Start of SUPPLIED INFORMATION

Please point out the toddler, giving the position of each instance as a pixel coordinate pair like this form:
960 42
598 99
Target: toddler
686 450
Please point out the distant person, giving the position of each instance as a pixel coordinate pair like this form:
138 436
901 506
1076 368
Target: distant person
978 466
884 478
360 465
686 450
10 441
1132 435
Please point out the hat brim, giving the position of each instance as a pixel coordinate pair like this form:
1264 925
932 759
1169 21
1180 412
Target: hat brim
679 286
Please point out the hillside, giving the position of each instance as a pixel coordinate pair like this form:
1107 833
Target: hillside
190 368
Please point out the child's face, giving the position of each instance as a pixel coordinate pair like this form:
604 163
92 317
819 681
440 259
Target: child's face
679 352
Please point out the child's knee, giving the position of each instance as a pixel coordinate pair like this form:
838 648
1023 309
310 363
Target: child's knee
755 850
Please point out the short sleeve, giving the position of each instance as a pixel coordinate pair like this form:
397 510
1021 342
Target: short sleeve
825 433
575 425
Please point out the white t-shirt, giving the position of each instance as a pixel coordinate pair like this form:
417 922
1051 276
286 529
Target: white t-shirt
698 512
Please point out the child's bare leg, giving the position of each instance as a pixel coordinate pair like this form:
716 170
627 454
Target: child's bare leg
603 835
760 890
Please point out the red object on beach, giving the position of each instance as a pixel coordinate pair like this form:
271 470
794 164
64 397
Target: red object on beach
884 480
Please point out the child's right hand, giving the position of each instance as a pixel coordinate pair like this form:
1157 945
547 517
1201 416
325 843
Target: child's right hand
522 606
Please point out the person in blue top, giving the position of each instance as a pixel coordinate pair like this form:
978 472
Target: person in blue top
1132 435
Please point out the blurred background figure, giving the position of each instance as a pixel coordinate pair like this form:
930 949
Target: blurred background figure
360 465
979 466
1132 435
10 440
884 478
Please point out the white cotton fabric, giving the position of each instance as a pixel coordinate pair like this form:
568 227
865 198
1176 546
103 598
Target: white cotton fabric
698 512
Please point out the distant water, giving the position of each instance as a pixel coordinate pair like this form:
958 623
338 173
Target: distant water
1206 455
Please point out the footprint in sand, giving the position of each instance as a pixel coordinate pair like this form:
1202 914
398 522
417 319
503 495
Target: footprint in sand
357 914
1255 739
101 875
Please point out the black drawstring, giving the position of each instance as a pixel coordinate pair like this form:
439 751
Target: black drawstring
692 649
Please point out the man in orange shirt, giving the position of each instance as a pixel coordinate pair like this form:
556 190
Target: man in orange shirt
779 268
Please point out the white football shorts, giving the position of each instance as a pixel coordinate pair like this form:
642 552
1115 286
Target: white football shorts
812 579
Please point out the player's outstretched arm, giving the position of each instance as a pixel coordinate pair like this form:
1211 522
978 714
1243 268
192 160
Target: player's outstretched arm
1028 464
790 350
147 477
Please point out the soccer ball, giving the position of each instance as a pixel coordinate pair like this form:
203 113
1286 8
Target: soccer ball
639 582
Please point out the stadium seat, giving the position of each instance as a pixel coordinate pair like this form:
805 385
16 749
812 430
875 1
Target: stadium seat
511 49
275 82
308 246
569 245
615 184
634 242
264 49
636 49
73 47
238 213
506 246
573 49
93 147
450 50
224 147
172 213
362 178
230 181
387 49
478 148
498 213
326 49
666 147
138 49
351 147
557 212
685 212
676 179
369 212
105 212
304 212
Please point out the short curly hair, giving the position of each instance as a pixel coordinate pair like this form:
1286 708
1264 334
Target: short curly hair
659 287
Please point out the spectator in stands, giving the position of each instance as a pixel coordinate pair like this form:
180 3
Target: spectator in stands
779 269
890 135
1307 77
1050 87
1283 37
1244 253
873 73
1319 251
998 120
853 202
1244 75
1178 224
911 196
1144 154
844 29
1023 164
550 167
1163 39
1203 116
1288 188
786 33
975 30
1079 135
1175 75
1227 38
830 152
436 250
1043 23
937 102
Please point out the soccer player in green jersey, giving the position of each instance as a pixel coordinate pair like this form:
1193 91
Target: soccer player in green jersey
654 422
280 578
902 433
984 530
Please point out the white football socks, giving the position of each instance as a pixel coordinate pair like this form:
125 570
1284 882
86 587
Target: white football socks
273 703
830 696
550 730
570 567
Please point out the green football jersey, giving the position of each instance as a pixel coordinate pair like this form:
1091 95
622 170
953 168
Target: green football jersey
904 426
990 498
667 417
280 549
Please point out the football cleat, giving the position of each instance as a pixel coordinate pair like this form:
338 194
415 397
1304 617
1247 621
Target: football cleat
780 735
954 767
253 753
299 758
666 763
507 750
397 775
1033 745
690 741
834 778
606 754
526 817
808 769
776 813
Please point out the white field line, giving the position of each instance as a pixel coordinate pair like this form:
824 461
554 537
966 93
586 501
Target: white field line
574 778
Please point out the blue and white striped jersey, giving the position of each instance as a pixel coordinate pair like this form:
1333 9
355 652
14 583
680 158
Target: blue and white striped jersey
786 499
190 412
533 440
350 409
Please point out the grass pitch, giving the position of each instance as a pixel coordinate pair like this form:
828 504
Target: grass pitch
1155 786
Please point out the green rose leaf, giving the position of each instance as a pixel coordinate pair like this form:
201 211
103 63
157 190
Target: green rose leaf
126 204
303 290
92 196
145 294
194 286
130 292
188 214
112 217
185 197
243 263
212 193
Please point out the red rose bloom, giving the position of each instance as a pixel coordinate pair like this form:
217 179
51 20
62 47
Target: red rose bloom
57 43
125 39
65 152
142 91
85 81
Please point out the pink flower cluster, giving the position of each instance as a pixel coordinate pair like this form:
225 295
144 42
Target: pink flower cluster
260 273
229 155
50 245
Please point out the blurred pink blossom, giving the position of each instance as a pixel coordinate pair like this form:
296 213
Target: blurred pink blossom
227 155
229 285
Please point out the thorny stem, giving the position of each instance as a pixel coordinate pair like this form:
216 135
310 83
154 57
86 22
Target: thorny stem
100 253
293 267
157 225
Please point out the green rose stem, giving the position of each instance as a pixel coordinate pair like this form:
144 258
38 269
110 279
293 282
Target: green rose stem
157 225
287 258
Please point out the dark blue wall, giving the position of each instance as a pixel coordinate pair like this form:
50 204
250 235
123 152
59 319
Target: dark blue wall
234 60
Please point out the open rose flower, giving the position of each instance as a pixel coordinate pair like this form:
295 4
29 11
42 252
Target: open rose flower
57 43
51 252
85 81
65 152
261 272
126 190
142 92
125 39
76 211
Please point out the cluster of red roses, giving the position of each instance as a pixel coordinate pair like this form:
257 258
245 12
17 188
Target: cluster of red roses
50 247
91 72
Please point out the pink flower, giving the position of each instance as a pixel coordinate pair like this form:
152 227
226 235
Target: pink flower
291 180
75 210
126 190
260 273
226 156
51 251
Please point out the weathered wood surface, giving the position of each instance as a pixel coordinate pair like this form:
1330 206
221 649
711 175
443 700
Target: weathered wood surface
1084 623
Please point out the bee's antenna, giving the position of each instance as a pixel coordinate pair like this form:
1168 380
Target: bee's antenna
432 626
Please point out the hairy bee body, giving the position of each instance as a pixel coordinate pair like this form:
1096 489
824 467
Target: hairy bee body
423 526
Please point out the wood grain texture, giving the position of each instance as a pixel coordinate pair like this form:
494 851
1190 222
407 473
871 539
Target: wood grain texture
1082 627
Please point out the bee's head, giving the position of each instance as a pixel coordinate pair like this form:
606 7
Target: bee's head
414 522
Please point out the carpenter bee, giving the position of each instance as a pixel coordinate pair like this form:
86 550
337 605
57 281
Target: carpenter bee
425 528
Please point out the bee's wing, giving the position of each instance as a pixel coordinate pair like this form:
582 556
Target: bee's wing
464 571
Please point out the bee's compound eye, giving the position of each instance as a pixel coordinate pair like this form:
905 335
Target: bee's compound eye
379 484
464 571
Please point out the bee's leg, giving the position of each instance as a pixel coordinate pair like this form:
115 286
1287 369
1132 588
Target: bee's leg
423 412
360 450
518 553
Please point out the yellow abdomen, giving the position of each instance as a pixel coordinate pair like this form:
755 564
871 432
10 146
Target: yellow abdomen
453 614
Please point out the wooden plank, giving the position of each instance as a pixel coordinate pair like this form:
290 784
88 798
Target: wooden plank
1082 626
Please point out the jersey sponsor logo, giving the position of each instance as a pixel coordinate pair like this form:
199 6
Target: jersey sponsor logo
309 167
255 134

End of SUPPLIED INFORMATION

WORK INSTRUCTION
Which lines above run from the one containing "Please point out the man" to the one containing "Please point out the spectator"? Give them again exactly, both ends included.

EXERCISE RESPONSE
Please point out the man in orange shirt, giving the position of each instance as a pixel coordinate pair like this form:
556 190
Target: man in orange shirt
779 268
Please point out the white football shorts, giving the position of each instance as a pixel coordinate pair like this form:
642 552
1115 286
Target: white football shorts
812 579
Please point out the player's outstretched arm, giving the position of each instance as a pixel coordinate pair like this form:
1211 522
978 714
1243 268
192 160
Target: player's outstretched arm
1028 464
790 350
147 477
Please point out the soccer ball, giving the position of each instance as a pixel coordinate pair like this form:
203 113
1286 8
Target: soccer ball
639 582
Please point out the stadium seat, giving the position of each instance as a pixel coordinate pair like this form:
805 385
16 749
812 430
875 1
Target: stadium seat
511 49
275 82
308 246
569 245
615 184
634 242
264 49
636 49
73 47
238 213
506 246
573 49
93 147
450 50
224 147
172 213
362 178
230 181
387 49
478 148
498 213
326 49
666 147
138 49
351 147
557 212
685 212
676 179
369 212
105 212
304 212
Please point out the short curly hair, giving the position of each instance as a pixel coordinate pair like this form:
1286 708
1264 334
Target: short curly hair
659 287
Please point out the spectator in stands, giving the position of each instance as a pixel coordinate pair like this form:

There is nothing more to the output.